(Items from a dataset)
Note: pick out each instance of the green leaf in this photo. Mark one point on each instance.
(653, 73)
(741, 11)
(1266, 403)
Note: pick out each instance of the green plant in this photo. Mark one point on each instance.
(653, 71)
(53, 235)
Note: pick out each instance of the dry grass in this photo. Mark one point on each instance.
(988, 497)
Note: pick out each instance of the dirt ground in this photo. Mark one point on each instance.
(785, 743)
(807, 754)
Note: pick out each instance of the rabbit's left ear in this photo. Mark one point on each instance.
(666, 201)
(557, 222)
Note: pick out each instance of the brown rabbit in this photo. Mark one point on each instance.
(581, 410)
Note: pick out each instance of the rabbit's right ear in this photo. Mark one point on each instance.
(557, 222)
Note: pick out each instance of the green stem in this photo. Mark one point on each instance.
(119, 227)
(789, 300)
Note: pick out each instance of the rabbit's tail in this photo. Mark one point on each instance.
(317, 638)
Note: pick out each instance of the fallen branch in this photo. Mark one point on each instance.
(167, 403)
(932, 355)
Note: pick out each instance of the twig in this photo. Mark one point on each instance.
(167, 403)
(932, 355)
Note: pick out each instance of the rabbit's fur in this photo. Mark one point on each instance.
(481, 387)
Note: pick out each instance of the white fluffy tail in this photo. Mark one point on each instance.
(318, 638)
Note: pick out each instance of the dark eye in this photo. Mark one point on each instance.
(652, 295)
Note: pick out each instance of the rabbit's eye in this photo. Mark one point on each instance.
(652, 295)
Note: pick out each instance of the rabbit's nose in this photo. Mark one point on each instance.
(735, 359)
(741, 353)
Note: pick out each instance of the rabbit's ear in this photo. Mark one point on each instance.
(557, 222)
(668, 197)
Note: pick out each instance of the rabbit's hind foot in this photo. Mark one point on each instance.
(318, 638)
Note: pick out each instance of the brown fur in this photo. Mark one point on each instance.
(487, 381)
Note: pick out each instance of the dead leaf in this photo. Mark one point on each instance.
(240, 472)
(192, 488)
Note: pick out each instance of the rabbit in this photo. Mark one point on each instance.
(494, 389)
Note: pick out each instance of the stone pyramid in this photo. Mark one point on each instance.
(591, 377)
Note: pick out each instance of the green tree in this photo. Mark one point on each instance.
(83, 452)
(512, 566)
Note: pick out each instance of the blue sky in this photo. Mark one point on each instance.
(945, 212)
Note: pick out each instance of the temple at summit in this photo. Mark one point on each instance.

■ Exercise instructions
Repeat the data in full. Alter nothing.

■ Output for this task
Note: pick out each instance of the green leaf in this photo. Mark one point on each instance.
(653, 73)
(741, 11)
(1266, 403)
Note: pick out each instance of the green plant in this photo. Mark one point on each instance.
(653, 71)
(53, 235)
Note: pick out each instance of the dry grass in this photo. Mark one point on each instance.
(988, 497)
Note: pick out each instance of the dirt ground in this photo. Mark one point on each instance.
(785, 743)
(807, 754)
Note: pick out each instance of the rabbit's left ear in this photo. Mark one point on each instance.
(666, 201)
(557, 222)
Note: pick out each instance of the brown rabbit in this photo. Mark one point on each instance.
(581, 410)
Note: pick out each instance of the rabbit's right ear in this photo. Mark one point on each instance.
(557, 222)
Note: pick out each instance of the green stem in this photo. Mark one point on each instance.
(119, 227)
(789, 300)
Note: pick out each instance of the rabbit's tail in this photo. Mark one point on each instance.
(317, 638)
Note: pick out each instance of the fallen branch in this photo. Mark one point on each instance.
(167, 403)
(932, 355)
Note: pick out each instance of the twig in this photo. Mark one point on each instance.
(167, 403)
(932, 355)
Note: pick out each instance of the rabbit's fur in this photo. Mark one point on each instance.
(481, 387)
Note: pick out each instance of the white fluffy tail in this photo. Mark one point on each instance.
(318, 638)
Note: pick out each instance of the dark eye in this photo. Mark one point on each instance.
(652, 295)
Note: pick out each instance of the rabbit's eye in this photo. Mark one point on each instance.
(652, 295)
Note: pick out each instance of the rabbit's nose in this photo. Mark one point on each instance.
(735, 359)
(741, 353)
Note: pick out each instance of the rabbit's ear in this photo. Mark one point on each instance.
(557, 222)
(668, 197)
Note: pick out each instance of the rabbit's hind foot in this photo. Mark one point on each instance.
(318, 638)
Note: pick out each instance of the brown fur in this photo. Mark one point on each instance.
(487, 381)
Note: pick out each instance of the dead leaf in this photo. Mark one point on each instance.
(240, 472)
(192, 488)
Note: pick out each instance of the rabbit in this photo. Mark one point on each instance.
(494, 389)
Note: pick out each instance of the stone pyramid in this photo. Mark one point on each instance.
(591, 377)
Note: pick out each instance of the green tree in this photo. Mark one point on each instance.
(83, 452)
(512, 566)
Note: pick out each instance of the blue sky in this photo. Mark one point on each instance.
(945, 212)
Note: pick out each instance of the temple at summit in this photo. Mark one point on each instance.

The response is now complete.